## 問題と課題:
1 – 空港当局の対応を批判する文章で、筆者は自分がどこにいると述べていますか?
2 – 空港当局の対応を批判する文章から、「要するに、空港当局のサービス」で始まり「けとかいろいろ言われている。」まで続く部分を、一字一句変えずに再掲してください。
3 – 空港当局の対応を批判する文章を、最後の文の後から続けてください。

── 提供テキスト

Youtubeの書き込みに、カナダではポーランド語はそんなに珍しいのかと書き込みがあったが、これは明らかに皮肉でしょう。ものすごくどこにでもいる。もしかして、これは緊急事態です、どなたかポーランド語かロシア語ができる人がいたら助けてくれと空港内でアナウンスしたら、すぐそこらに誰かいる可能性はかなり高い。そうでなくても、例えばパラメディックとか医療機関とかではおそらく契約してる通訳リストとかあると思うんだが・・・。一体、何を想定して、マルチカルチャーのコミュニティでございますなんて言ってるんだ!と人々が怒るのも無理はない。あっちにもこっちにも予算をつぎ込んでも、こんな仕事しかしてなかったのか、と。


要するに、空港当局のサービスというのはこのように恐ろしく低レベルなものだというのがただ丸わかりになっている。しかも、こんな事態が起きたらお詫びの会見ぐらいしてもよさそうなものだが、すべては調査の後でということなのか、死に至る問題は警察だからというつもりなのか、だんまり状態の模様(私はバンクーバーではなく東海岸なのでテレビ情報が違うので遅れているかもしれない)。どうかしてると思う。


そういうわけで、連邦警察は、予断を持つなみたいなことを言っているが、人々は、次にどんな言い訳を持ってくるのかと思って待っているといったところか。そして、どうせお手盛りで中で調査して終わりだろうとかなり冷ややかに見られている感じがかなりする。


若干の余波

まさか大事になるとは思えないが、ネットといえばそういうところということでもあるが、ええ、こんなところでオリンピックするのぉ!!といった書き込みがyoutubeに見られる。

また、なんといっても911以来、大量のカナダ人はアメリカ人をこき下ろしてきた経緯も実際あるわけで、ちょっとした仕返しが起こっている模様。カナダでは英語を話せないのは不法です、椅子を持ち上げたり家具を壊すと死刑になることもありますのでご注意くださいと書いておけとかいろいろ言われている。

────
── 提供記録

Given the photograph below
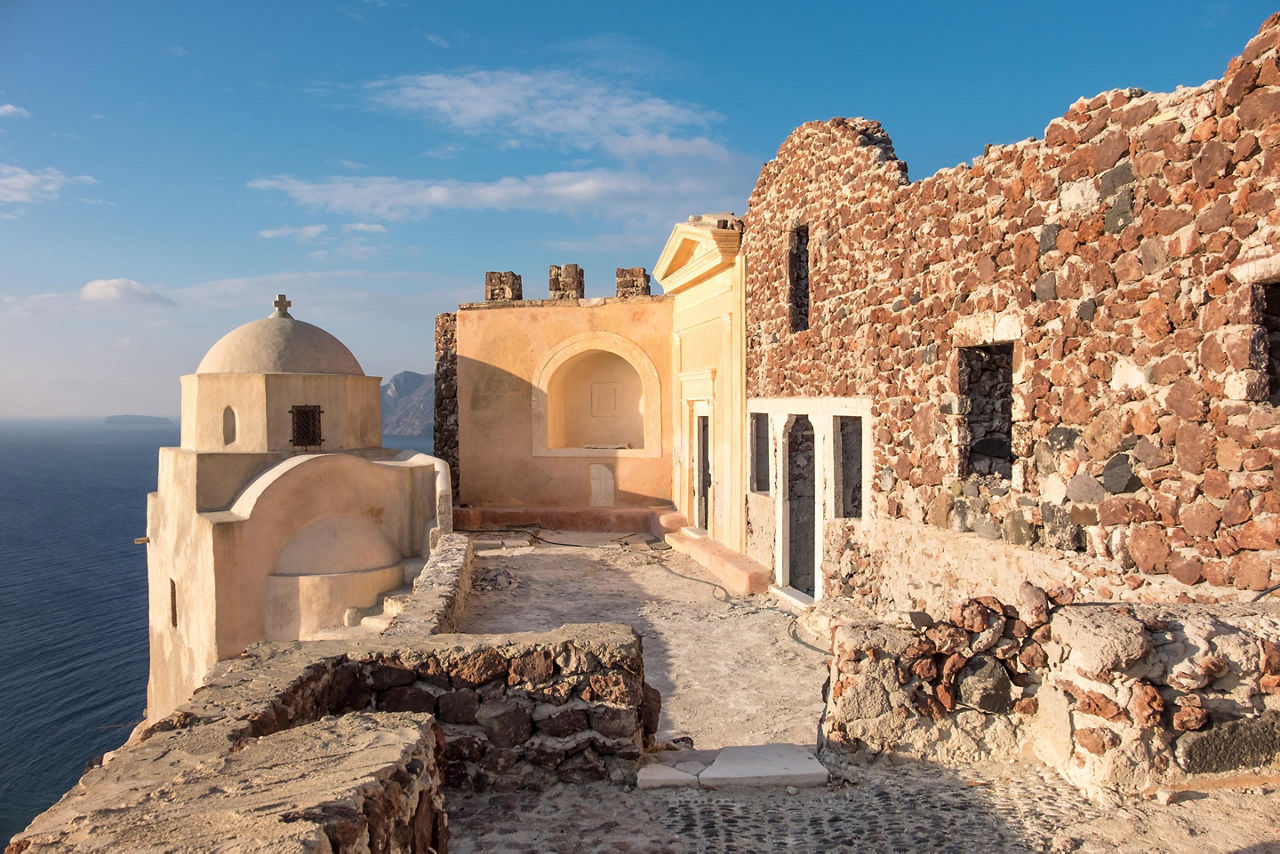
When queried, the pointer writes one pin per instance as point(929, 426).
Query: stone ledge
point(439, 590)
point(346, 784)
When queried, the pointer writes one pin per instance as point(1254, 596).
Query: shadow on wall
point(583, 441)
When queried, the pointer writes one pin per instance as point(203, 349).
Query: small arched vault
point(565, 403)
point(597, 393)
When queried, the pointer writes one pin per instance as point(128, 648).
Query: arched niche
point(329, 566)
point(595, 400)
point(597, 394)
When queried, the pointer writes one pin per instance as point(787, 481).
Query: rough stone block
point(1230, 745)
point(504, 722)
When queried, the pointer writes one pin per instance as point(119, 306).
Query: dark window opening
point(704, 471)
point(1271, 330)
point(306, 427)
point(987, 384)
point(759, 452)
point(850, 457)
point(173, 604)
point(801, 507)
point(798, 277)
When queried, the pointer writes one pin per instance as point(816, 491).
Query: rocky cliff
point(408, 403)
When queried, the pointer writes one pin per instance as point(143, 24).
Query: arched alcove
point(595, 400)
point(597, 394)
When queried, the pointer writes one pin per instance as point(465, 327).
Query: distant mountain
point(131, 420)
point(408, 403)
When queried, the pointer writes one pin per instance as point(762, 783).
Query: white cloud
point(122, 291)
point(443, 151)
point(397, 197)
point(627, 196)
point(552, 106)
point(302, 233)
point(18, 185)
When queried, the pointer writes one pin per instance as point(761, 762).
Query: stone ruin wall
point(444, 432)
point(1119, 256)
point(1121, 699)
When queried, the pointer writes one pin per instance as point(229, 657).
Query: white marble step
point(758, 765)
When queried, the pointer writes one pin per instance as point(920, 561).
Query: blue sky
point(168, 167)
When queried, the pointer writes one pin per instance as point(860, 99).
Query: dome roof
point(279, 345)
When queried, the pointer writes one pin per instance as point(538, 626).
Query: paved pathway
point(730, 674)
point(727, 670)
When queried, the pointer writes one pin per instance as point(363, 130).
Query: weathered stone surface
point(1118, 475)
point(1084, 488)
point(1229, 745)
point(983, 684)
point(507, 724)
point(1097, 740)
point(347, 784)
point(458, 707)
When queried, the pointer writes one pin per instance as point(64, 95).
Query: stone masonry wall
point(1121, 257)
point(1121, 699)
point(444, 433)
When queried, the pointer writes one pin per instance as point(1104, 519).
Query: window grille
point(306, 427)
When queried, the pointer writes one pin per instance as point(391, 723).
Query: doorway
point(703, 471)
point(800, 506)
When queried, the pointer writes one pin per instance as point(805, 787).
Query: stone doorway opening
point(703, 471)
point(800, 574)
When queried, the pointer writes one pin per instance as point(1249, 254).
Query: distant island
point(408, 403)
point(133, 420)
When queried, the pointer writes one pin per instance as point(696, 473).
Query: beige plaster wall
point(179, 549)
point(297, 606)
point(351, 410)
point(707, 350)
point(501, 352)
point(222, 561)
point(702, 269)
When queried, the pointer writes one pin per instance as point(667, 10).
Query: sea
point(73, 598)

────

## 解答:
1 – バンクーバーではなく、東海岸にいると述べています。

2 –
要するに、空港当局のサービスというのはこのように恐ろしく低レベルなものだというのがただ丸わかりになっている。しかも、こんな事態が起きたらお詫びの会見ぐらいしてもよさそうなものだが、すべては調査の後でということなのか、死に至る問題は警察だからというつもりなのか、だんまり状態の模様(私はバンクーバーではなく東海岸なのでテレビ情報が違うので遅れているかもしれない)。どうかしてると思う。


そういうわけで、連邦警察は、予断を持つなみたいなことを言っているが、人々は、次にどんな言い訳を持ってくるのかと思って待っているといったところか。そして、どうせお手盛りで中で調査して終わりだろうとかなり冷ややかに見られている感じがかなりする。


若干の余波

まさか大事になるとは思えないが、ネットといえばそういうところということでもあるが、ええ、こんなところでオリンピックするのぉ!!といった書き込みがyoutubeに見られる。

また、なんといっても911以来、大量のカナダ人はアメリカ人をこき下ろしてきた経緯も実際あるわけで、ちょっとした仕返しが起こっている模様。カナダでは英語を話せないのは不法です、椅子を持ち上げたり家具を壊すと死刑になることもありますのでご注意くださいと書いておけとかいろいろ言われている。

3 –
で、少なからぬカナダ人を困惑させているのだが、カナダを大事に思うのなら、実際起こったことはあまりにも貧しい、あまりにもお粗末な体制(関係者のものの考え方も含めて)ということなのだから、カナダはいいところです、どうかこの1件で全部を判断しないでなんていってないでなんとか対策を考える方にいくべきだと思うし、そうあって欲しい。


なんにせよ、この男性とお母さんが気の毒で気の毒で見るたび泣けてくる。


[捕捉」
移民が警官のスタンガンで死亡、映像が明るみに カナダ
http://www.cnn.co.jp/world/CNN200711160016.html

男性は到着ロビーで約10時間待たされて腹を立て、暴れ始めた。目撃者のビデオには、警官が制止を試みた末、スタンガンを発射する様子が映っている。

とCNNの記事にあったが、この記者はビデオを見たんだろうか? 警官が制止を試みた、とはとても言えないから、卑怯な警察、脳なしの馬鹿者等々罵倒されているのだが・・・。

つまり、状況からOBVIOUSLY、明らかに明白に、彼は英語を理解しないと誰もがわかっている状況に警官が飛び出してきて、手をあげろ、床に伏せろみたいなことを英語で言って、それを制止と呼ぶのか、お前、というところ。


でもって、実際にはビデオを見ればわかる通り、この男性は警官に抵抗していない。それどころか、ここがまた人々の胸を締め付けている。

ポーランド語がわかる人だけじゃなくて、英語がわかって状況が理解できる人々の見解として、男性は、何がなんだかわからない状況の中で警官が来たのを見たとき、「ポリツィ」(ポーランド語のポリスらしい)とか言って、ちょと安堵したように見える、と。つまり、ああ、やっと当局者が来て助けてくれるんだと思ったようだった・・・。にもかかわらず、実際に彼を待っていたのはスタンガンだった。

何回考えても、なんて話なんだ!としか思えない。


[捕捉2」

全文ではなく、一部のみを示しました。